PROBLEM
Reproduce, please, only the lines from the first line below to the line containing "132L412 179L434 172ZM400", inclusive.

LISTED RECORDS
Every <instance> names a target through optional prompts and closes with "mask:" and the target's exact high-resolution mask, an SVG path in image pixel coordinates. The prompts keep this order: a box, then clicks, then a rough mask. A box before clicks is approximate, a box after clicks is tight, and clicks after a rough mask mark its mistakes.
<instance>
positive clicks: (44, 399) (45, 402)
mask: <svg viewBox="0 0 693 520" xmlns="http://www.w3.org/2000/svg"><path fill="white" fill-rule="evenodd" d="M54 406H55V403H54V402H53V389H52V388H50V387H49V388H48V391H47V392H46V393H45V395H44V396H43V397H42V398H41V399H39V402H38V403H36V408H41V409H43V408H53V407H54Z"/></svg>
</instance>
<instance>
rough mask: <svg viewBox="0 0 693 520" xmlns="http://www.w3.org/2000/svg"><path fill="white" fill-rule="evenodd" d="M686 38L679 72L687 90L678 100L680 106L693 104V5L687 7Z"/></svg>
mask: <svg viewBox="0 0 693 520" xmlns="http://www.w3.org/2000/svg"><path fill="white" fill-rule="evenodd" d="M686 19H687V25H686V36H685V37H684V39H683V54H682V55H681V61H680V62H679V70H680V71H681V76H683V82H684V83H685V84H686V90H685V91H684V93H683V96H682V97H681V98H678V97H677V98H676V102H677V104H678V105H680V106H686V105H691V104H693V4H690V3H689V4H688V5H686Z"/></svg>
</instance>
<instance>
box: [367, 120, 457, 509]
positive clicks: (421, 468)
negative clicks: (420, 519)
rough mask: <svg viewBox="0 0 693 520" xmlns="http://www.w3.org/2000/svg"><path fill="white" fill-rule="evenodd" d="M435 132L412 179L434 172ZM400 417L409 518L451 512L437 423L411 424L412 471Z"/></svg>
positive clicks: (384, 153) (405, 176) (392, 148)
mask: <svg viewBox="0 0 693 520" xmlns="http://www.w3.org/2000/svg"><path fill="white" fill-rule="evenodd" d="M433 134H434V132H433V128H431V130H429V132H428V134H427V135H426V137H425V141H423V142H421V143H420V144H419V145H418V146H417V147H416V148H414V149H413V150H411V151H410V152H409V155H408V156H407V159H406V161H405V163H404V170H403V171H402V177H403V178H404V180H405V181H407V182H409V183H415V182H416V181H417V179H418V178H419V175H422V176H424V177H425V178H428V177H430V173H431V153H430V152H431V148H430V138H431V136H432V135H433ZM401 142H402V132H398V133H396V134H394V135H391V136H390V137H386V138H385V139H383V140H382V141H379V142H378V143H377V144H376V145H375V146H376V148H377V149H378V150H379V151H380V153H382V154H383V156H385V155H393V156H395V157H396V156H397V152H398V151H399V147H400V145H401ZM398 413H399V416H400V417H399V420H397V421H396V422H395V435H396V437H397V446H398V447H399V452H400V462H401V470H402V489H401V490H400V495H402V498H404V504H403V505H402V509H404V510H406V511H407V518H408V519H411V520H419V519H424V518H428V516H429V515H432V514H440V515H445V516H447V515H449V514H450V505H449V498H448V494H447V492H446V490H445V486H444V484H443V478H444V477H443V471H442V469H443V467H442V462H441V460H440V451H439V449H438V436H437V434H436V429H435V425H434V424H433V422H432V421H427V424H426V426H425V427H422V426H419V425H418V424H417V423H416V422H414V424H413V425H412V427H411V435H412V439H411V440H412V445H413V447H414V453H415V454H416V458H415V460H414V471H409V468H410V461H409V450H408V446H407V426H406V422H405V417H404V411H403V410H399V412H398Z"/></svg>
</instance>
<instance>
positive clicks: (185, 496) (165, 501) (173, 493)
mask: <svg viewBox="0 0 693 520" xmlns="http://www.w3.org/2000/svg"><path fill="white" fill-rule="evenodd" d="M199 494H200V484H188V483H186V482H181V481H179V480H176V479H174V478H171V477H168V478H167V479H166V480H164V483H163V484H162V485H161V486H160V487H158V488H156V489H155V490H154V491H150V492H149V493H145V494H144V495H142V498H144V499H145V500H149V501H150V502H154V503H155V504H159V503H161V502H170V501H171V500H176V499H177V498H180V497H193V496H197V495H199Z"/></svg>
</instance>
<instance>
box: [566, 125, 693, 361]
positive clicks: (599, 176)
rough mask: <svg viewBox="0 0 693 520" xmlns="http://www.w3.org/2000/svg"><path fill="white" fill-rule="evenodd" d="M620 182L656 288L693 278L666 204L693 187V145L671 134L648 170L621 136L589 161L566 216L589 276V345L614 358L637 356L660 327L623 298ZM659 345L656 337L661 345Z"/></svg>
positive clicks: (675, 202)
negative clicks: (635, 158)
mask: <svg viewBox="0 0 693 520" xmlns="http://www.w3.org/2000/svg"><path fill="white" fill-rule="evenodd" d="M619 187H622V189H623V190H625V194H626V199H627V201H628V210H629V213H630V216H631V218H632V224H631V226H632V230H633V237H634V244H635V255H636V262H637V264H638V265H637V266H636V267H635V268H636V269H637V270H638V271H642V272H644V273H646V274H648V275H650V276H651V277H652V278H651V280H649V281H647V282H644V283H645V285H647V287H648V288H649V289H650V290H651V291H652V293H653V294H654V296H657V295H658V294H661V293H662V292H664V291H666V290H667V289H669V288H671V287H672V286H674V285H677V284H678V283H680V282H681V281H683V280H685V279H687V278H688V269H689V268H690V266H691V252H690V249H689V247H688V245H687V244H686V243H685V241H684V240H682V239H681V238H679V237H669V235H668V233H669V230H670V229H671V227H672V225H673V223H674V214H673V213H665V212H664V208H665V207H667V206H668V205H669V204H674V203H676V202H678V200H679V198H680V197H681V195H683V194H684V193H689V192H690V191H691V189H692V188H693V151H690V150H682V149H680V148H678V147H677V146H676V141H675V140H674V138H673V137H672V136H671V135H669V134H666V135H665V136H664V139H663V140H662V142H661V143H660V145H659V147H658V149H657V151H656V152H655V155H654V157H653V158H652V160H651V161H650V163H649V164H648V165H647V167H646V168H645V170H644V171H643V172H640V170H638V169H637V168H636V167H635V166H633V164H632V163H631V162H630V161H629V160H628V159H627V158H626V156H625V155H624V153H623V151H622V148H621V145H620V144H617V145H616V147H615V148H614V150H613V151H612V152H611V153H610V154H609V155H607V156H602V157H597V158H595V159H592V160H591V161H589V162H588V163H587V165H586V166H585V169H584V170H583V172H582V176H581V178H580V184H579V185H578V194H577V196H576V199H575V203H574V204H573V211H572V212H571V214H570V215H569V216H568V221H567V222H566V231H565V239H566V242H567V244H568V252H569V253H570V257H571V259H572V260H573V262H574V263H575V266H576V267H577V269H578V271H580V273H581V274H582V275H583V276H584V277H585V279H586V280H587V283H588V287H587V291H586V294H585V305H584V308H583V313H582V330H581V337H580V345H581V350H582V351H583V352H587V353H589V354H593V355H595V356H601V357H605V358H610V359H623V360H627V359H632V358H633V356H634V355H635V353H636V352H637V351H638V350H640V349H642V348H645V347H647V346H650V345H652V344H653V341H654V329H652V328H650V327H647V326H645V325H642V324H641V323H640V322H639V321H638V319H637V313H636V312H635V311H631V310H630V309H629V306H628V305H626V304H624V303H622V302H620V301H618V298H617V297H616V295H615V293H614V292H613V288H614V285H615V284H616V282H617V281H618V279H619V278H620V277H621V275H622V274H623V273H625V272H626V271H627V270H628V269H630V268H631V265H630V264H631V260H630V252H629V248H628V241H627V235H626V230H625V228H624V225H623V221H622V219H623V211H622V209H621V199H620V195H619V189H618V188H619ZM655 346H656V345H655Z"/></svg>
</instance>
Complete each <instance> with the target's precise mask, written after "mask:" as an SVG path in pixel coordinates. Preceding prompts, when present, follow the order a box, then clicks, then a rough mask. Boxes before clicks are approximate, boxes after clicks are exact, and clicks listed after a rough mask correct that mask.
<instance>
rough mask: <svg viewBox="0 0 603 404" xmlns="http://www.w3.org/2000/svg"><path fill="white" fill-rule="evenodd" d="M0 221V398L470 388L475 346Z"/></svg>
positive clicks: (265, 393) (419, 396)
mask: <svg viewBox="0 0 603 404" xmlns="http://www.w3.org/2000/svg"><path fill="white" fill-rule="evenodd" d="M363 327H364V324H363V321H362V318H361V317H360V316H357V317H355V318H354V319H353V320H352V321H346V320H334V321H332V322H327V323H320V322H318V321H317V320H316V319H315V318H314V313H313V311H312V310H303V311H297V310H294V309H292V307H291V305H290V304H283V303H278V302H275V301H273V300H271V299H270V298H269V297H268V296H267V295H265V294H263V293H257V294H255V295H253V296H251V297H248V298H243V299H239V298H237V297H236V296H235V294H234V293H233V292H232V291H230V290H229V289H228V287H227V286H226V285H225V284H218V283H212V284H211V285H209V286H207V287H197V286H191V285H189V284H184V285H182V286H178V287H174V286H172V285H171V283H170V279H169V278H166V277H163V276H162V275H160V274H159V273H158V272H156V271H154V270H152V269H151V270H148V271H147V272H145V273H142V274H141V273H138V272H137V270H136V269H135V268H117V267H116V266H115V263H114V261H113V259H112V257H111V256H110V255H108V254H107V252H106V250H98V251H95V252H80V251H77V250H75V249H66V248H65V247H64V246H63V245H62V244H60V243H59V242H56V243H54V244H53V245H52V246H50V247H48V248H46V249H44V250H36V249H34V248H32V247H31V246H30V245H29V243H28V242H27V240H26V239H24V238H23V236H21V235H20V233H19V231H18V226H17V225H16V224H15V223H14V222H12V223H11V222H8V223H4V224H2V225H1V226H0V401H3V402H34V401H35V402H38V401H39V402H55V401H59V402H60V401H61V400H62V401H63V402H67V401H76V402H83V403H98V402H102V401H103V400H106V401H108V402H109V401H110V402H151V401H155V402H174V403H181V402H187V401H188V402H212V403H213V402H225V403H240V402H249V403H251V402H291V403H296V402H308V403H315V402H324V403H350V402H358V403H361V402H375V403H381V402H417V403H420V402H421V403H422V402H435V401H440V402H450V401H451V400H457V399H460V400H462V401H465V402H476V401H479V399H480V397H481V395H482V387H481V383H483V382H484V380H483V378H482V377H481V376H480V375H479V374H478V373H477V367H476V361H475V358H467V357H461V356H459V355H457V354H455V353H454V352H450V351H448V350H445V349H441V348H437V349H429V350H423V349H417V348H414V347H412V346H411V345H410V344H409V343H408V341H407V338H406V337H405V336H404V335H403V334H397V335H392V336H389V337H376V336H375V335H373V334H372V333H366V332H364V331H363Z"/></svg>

RESPONSE AREA
Every <instance> names a target through optional prompts and closes with "mask:" and the target's exact high-resolution mask, an SVG path in image pixel coordinates. The prompts keep this order: a box, then clicks, then a rough mask. A box before clicks is approximate, a box after clicks is tight, and clicks after a rough mask mark its mistakes.
<instance>
positive clicks: (44, 399) (45, 402)
mask: <svg viewBox="0 0 693 520" xmlns="http://www.w3.org/2000/svg"><path fill="white" fill-rule="evenodd" d="M54 406H55V403H54V402H53V389H52V388H50V387H49V388H48V391H47V392H46V393H45V395H44V396H43V397H42V398H41V399H39V402H38V403H36V408H41V409H43V408H53V407H54Z"/></svg>
</instance>
<instance>
rough mask: <svg viewBox="0 0 693 520" xmlns="http://www.w3.org/2000/svg"><path fill="white" fill-rule="evenodd" d="M686 38L679 72L687 90L678 100L680 106L693 104V5L687 7Z"/></svg>
mask: <svg viewBox="0 0 693 520" xmlns="http://www.w3.org/2000/svg"><path fill="white" fill-rule="evenodd" d="M686 19H687V25H686V36H685V37H684V39H683V54H682V55H681V61H680V62H679V70H680V71H681V76H683V82H684V83H685V84H686V90H685V91H684V93H683V96H682V97H681V98H678V97H677V98H676V102H677V104H678V105H680V106H686V105H691V104H693V4H690V3H689V4H688V5H686Z"/></svg>
</instance>
<instance>
box: [367, 120, 457, 509]
positive clicks: (421, 468)
negative clicks: (420, 519)
rough mask: <svg viewBox="0 0 693 520" xmlns="http://www.w3.org/2000/svg"><path fill="white" fill-rule="evenodd" d="M435 132L412 179L434 172ZM400 417L409 518L451 512L437 423L411 424L412 471Z"/></svg>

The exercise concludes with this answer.